**Required work**:
[A] Rewrite the paragraph of the factorial lesson below that begins "The factorial of a positive integer" as a short bulleted list, keeping its main facts.
[B] Carry the factorial lesson below forward from its final sentence.

**Text shown**:
###
In this video, we will learn how to find the factorial of any number 𝑛, which is the product of all integers less than or equal to 𝑛 and greater than or equal to one. We will also learn how to find factorials to solve problems and solve problems containing permutations and factorials. Let’s begin by looking at a written and algebraic definition of a factorial.

The factorial of a positive integer 𝑛 is the product of all the positive integers less than or equal to 𝑛. We use the notation 𝑛 followed by an exclamation mark, which is read as 𝑛 factorial. 𝑛 factorial is equal to 𝑛 multiplied by 𝑛 minus one multiplied by 𝑛 minus two and so on multiplied by two multiplied by one. We also define the factorial of zero to be equal to one; that is, zero factorial equals one. We also know that for any integer 𝑛 greater than or equal to one, 𝑛 factorial is equal to 𝑛 multiplied by 𝑛 minus one factorial. We can see that from the general rule for 𝑛 factorial above. This property will be really useful when solving more complicated problems in this video. However, we will begin by solving a straightforward problem.

Evaluate four factorial.
###
**Provided records**:
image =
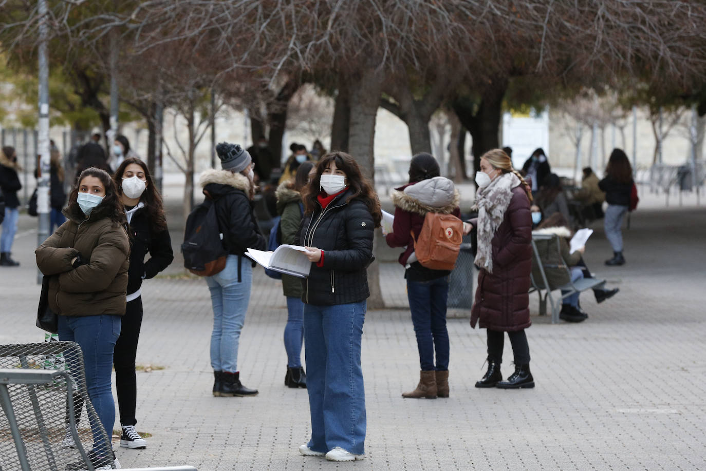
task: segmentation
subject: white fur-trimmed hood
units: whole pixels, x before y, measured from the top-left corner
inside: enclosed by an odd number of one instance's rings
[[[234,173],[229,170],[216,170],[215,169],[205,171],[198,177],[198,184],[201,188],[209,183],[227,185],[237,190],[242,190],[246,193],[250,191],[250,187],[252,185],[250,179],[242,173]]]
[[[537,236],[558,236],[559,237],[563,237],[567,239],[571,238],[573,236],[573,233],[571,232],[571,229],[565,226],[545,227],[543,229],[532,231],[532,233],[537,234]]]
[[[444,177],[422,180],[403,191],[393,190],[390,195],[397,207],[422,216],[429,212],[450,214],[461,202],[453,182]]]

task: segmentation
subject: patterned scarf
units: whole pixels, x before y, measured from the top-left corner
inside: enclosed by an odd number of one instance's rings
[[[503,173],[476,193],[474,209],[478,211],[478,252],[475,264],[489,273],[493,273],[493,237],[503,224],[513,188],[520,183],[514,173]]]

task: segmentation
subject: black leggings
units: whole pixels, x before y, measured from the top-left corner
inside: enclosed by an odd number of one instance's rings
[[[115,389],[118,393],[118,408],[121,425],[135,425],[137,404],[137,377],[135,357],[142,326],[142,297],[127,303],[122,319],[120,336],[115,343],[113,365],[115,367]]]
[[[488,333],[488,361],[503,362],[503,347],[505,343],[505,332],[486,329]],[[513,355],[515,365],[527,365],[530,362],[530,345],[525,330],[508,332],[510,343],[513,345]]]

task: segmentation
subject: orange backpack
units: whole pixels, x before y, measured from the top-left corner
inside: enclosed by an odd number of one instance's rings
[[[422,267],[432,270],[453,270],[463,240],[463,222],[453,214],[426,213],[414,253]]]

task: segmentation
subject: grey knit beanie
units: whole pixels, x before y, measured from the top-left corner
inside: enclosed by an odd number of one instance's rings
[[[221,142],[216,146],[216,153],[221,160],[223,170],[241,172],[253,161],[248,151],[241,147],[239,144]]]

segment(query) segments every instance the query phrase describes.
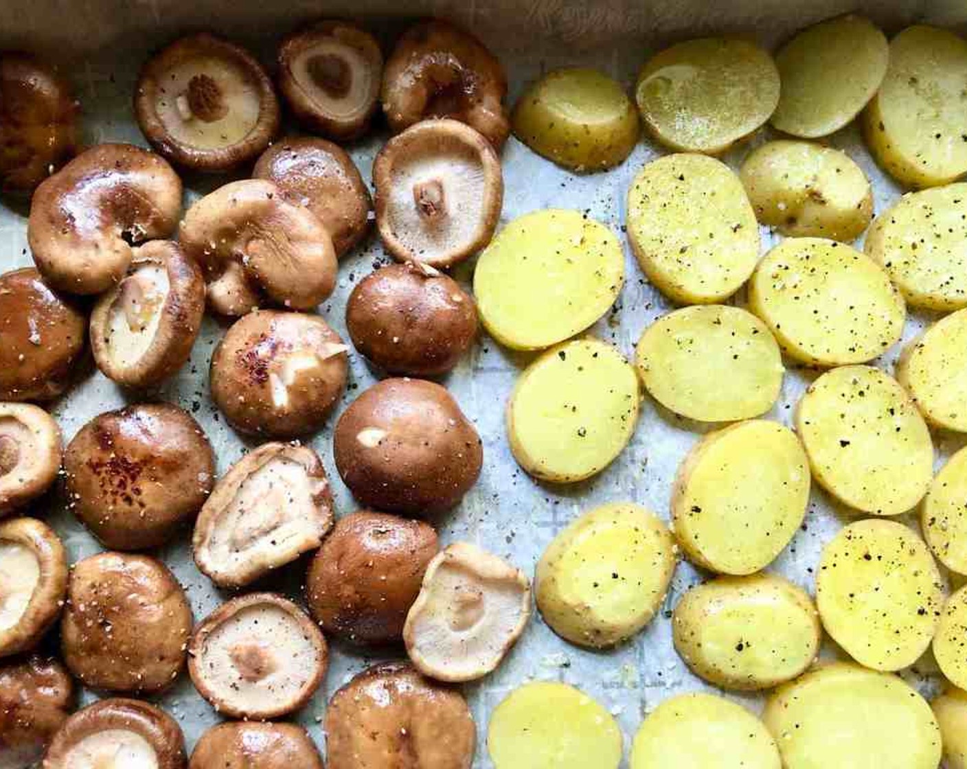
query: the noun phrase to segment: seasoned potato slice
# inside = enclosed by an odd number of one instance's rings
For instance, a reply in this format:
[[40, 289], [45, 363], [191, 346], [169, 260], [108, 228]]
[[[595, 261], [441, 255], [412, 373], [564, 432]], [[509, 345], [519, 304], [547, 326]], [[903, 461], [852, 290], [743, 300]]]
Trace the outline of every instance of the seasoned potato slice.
###
**Responses to the exercise**:
[A]
- The factorial of a positive integer 𝑛 is the product of all positive integers less than or equal to 𝑛.
- It is written 𝑛! and read "𝑛 factorial."
- 𝑛! = 𝑛 × (𝑛 − 1) × (𝑛 − 2) × … × 2 × 1.
- Zero factorial is defined to be one: 0! = 1.
- For any integer 𝑛 ≥ 1, 𝑛! = 𝑛 × (𝑛 − 1)!. This follows from the general rule and is useful for solving harder problems.

[B]
We recall that the factorial of any positive integer 𝑛 is the product of all the positive integers less than or equal to 𝑛. This means that 𝑛 factorial is equal to 𝑛 multiplied by 𝑛 minus one multiplied by 𝑛 minus two and so on all the way down to one. Four factorial is therefore equal to four multiplied by three multiplied by two multiplied by one. Four multiplied by three is equal to 12. Multiplying this by two gives us 24, and multiplying 24 by one is also 24. We can multiply the integers four, three, two, and one in any order to give us an answer of 24. Therefore, four factorial equals 24.

In our next question, we will solve a more complicated problem.

Simplify the expression six factorial over four factorial minus 27 factorial over 28 factorial. Give you answer as a fraction.

We recall that 𝑛 factorial is equal to 𝑛 multiplied by 𝑛 minus one multiplied by 𝑛 minus two and so on all the way down to one. This means that we could calculate six factorial by multiplying six by five, by four, by three, by two, and by one. Whilst this wouldn’t be too difficult for the first fraction, working out 27 factorial and 28 factorial in this way would be very time-consuming. We can therefore recall another rule for calculating 𝑛 factorial. It is equal to 𝑛 multiplied by 𝑛 minus one factorial. We could also see that 𝑛 factorial is equal to 𝑛 multiplied by 𝑛 minus one multiplied by 𝑛 minus two factorial. This allows us to rewrite six factorial as six multiplied by five multiplied by four factorial.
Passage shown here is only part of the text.